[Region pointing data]
--- START ---
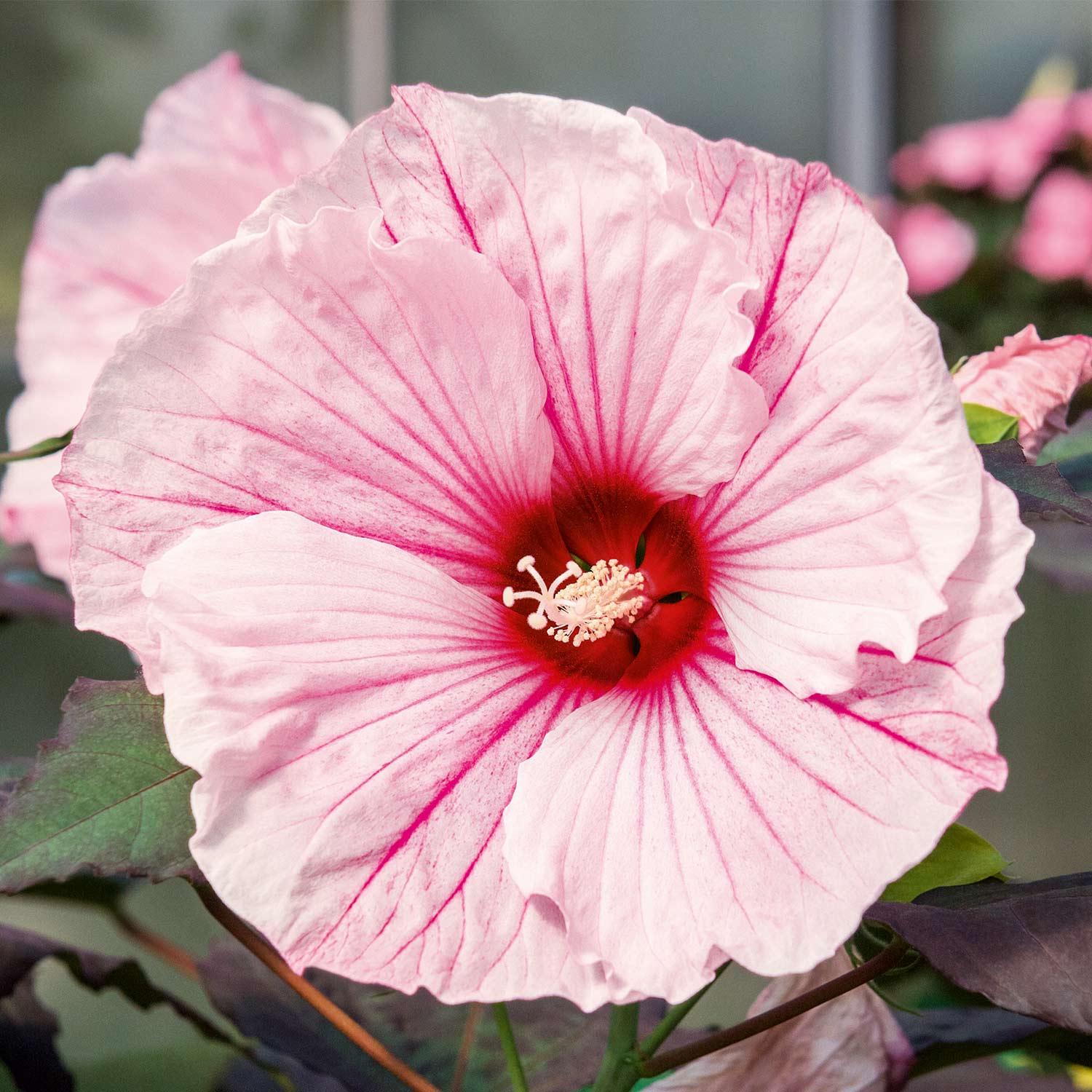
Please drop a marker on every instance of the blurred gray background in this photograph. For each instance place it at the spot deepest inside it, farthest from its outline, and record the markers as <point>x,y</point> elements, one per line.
<point>836,80</point>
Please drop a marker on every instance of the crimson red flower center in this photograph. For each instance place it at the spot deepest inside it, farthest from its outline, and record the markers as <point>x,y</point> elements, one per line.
<point>654,605</point>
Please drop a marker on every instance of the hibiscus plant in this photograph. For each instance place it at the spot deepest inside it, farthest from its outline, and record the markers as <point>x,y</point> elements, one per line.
<point>561,565</point>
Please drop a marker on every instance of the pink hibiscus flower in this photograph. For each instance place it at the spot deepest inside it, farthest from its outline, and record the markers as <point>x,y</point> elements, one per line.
<point>487,334</point>
<point>1005,155</point>
<point>1031,379</point>
<point>1055,240</point>
<point>936,248</point>
<point>114,240</point>
<point>851,1044</point>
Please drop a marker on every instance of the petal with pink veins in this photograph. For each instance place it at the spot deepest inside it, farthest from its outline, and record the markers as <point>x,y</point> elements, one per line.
<point>860,497</point>
<point>633,305</point>
<point>357,719</point>
<point>113,240</point>
<point>851,1044</point>
<point>1031,379</point>
<point>703,812</point>
<point>388,391</point>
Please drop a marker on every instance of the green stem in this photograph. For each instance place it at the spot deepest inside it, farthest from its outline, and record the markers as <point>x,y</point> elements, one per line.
<point>673,1018</point>
<point>511,1051</point>
<point>618,1072</point>
<point>797,1006</point>
<point>37,450</point>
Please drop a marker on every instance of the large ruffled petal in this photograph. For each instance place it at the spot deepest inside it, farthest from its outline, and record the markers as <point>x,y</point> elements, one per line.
<point>388,391</point>
<point>1031,379</point>
<point>699,812</point>
<point>633,304</point>
<point>357,719</point>
<point>114,240</point>
<point>862,495</point>
<point>851,1044</point>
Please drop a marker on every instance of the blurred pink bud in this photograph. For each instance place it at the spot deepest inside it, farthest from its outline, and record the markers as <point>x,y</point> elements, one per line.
<point>1031,379</point>
<point>1080,114</point>
<point>936,248</point>
<point>1055,242</point>
<point>851,1044</point>
<point>1005,155</point>
<point>960,155</point>
<point>1024,143</point>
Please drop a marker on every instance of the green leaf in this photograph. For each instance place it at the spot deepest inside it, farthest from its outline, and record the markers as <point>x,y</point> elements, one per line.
<point>987,425</point>
<point>39,450</point>
<point>105,796</point>
<point>1041,491</point>
<point>961,856</point>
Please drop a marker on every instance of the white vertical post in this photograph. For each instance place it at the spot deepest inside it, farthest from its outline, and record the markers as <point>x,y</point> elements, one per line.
<point>860,119</point>
<point>368,56</point>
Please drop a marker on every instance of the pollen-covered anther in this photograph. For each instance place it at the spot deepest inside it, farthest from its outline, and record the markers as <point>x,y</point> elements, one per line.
<point>587,609</point>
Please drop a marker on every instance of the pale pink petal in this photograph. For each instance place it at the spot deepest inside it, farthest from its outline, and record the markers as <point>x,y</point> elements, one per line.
--- END ---
[What is needed]: In the copy, omit the pictures and give every line of the data exactly.

[Exercise solution]:
Please drop a marker on every instance of the blurred gray background in this photograph. For each instance place it at the spot deepest inside it, farthest from its outline, and record the markers as <point>x,y</point> elements, one per line.
<point>836,80</point>
Please drop a marker on every instance of the crimson red flower center in this photograph. For each instance place it at the spot deepest inside it, farthest from its outline, and record the markers as <point>x,y</point> elements, one per line.
<point>654,605</point>
Please drop a marker on every instance of the hibiscus plant in this photograph. For each instance place it at the spot deepest inside it, farthest from its outline, and record the markers as <point>x,y</point> elements, one per line.
<point>561,565</point>
Please drop a marker on every instance of the pink hibiscus flower in this photograph. For each instance place it at the spot deepest inside it, farthest from its outline, and record the markers as <point>x,y</point> elements, one per line.
<point>487,334</point>
<point>1005,155</point>
<point>1031,379</point>
<point>1055,240</point>
<point>936,248</point>
<point>114,240</point>
<point>851,1044</point>
Please drop a marker on every instance of the petal with pink veins in this photograph. For each instance place it at the spot deepest inside it, farthest from its outline, and record the markers as <point>x,y</point> elements, one per line.
<point>860,497</point>
<point>633,305</point>
<point>357,719</point>
<point>113,240</point>
<point>851,1044</point>
<point>1031,379</point>
<point>703,812</point>
<point>388,391</point>
Please drop a marker on every instance of the green stem in this photograph. For each instance place it at the spot deepest inside it, farthest from its outline, and record the markers as <point>x,y</point> elements, one per line.
<point>673,1018</point>
<point>511,1051</point>
<point>618,1072</point>
<point>797,1006</point>
<point>37,450</point>
Please drop a marker on every instance of the large ruffled petal in this photograph. For each instance place it at the spot deepest inside it, farthest from its outline, and record the markers as <point>x,y</point> elements, one per line.
<point>388,391</point>
<point>1031,379</point>
<point>699,812</point>
<point>633,304</point>
<point>357,719</point>
<point>114,240</point>
<point>862,495</point>
<point>851,1044</point>
Please drop a marker on every instance of the blurred pink bud in this photograph. For each instance place it at the spot deepest inside it, farthest from its outline, and record the markers as <point>x,y</point> elements, one per line.
<point>1031,379</point>
<point>1080,114</point>
<point>936,248</point>
<point>1055,242</point>
<point>851,1044</point>
<point>1005,155</point>
<point>960,155</point>
<point>1024,143</point>
Please drop a marker on every instance of the green leaf in this photograph. For each instance place it at the spot deepest inside it, farthest from its outline, and record the markers as <point>x,y</point> elements, one per line.
<point>987,425</point>
<point>39,450</point>
<point>105,796</point>
<point>1041,491</point>
<point>961,856</point>
Please drop a marker on every instance of the white vertical post in this photograph. For each instance place it at the spot deepest inside it, farthest from its outline, and record the markers as <point>x,y</point> elements, one per line.
<point>860,119</point>
<point>368,56</point>
Please drop a marker on every instance of the pollen-covered anther in this photograph. For each instance place it at the spot deepest inside it, farthest from its outline, and record the markers as <point>x,y</point> elements, one per line.
<point>587,609</point>
Please drop a marker on every instance of the pale pink petal in this photograph. For each instance place it at the spot deepest inside it, farthest from its outline, and record the markers as <point>x,y</point> elements, one per line.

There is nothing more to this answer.